Excerpt provided:
    (#__ ) [22, 28]. 22. Raskin, I. And B. D. Ensley. 2000. Phytoremediation of Toxic Metals: Using Plants to Clean Up the Environment. John Wiley & Sons, Inc., New York.

  5. Although I don’t have any land to plant in, this post certainly has me thinking about how my container plants might be affected by pollution from automobile exhaust. Is this something to worry about? I am growing my own leafy greens on my apartment’s balconies on a street just off the main drag of the downtown core.

  6. Just another tip: If you live in a house that pre-dates 1976 and you’re planting veggies in borders next to the house, check for lead levels. House paints prior to 1976 contained high levels of lead, and paint jobs after that time, if not done properly, could loosen paint flakes and dust, dropping them into the soil around he house. Speaking of soil around houses, many modern homes are built on fill dirt, which may come from unknown sources. You’re probably going to enrich that soil anyway with amendments because the fill soil is crappy to grow anything in, but still it’s wise to think about.

Task list:
1. Please reproduce the stretch of the comments on garden soil pollution from "6. Just another" through "to think about.", word for word.
2. In the comments on garden soil pollution, house paints made before what year contained high levels of lead?

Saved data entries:

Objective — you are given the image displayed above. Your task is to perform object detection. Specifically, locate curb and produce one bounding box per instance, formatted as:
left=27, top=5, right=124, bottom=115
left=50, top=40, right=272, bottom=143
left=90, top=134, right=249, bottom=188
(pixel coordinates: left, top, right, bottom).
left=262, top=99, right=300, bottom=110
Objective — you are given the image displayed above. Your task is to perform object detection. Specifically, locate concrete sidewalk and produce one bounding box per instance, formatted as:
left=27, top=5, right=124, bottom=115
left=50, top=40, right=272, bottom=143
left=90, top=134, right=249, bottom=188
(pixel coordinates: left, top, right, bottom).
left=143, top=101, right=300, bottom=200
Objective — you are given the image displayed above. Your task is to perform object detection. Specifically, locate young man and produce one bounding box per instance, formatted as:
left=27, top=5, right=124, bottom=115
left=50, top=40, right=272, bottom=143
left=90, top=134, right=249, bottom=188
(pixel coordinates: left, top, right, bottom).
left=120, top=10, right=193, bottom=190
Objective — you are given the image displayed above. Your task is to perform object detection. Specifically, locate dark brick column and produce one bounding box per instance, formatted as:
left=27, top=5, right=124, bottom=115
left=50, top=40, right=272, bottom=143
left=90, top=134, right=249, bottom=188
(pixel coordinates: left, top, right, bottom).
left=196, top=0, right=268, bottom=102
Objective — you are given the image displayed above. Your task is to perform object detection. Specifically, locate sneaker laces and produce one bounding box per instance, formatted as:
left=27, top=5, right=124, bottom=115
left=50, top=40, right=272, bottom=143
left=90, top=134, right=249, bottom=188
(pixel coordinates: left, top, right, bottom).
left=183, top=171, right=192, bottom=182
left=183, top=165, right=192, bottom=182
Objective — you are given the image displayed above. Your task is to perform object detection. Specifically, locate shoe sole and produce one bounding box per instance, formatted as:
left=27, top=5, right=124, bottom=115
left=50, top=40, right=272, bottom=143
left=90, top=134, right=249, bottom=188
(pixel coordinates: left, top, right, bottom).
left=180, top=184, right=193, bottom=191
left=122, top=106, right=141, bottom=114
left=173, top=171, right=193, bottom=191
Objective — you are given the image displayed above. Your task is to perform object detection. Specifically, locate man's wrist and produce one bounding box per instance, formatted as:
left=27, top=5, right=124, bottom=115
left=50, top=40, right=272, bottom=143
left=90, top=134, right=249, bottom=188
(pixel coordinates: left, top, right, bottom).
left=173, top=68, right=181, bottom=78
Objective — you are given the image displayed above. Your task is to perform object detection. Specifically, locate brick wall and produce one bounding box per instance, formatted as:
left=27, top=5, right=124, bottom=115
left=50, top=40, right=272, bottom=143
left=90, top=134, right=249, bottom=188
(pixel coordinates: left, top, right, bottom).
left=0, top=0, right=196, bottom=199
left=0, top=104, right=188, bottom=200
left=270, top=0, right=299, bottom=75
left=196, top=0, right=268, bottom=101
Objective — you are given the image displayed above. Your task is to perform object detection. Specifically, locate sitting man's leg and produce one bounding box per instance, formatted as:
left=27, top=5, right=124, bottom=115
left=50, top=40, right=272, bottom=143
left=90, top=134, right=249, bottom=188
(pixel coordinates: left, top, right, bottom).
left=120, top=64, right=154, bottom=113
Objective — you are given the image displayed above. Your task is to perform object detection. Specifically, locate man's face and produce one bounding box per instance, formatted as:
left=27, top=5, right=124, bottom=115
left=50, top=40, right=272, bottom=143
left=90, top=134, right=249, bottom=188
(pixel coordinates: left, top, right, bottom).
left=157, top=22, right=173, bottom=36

Answers by item:
1.
6. Just another tip: If you live in a house that pre-dates 1976 and you’re planting veggies in borders next to the house, check for lead levels. House paints prior to 1976 contained high levels of lead, and paint jobs after that time, if not done properly, could loosen paint flakes and dust, dropping them into the soil around he house. Speaking of soil around houses, many modern homes are built on fill dirt, which may come from unknown sources. You’re probably going to enrich that soil anyway with amendments because the fill soil is crappy to grow anything in, but still it’s wise to think about.

2. 1976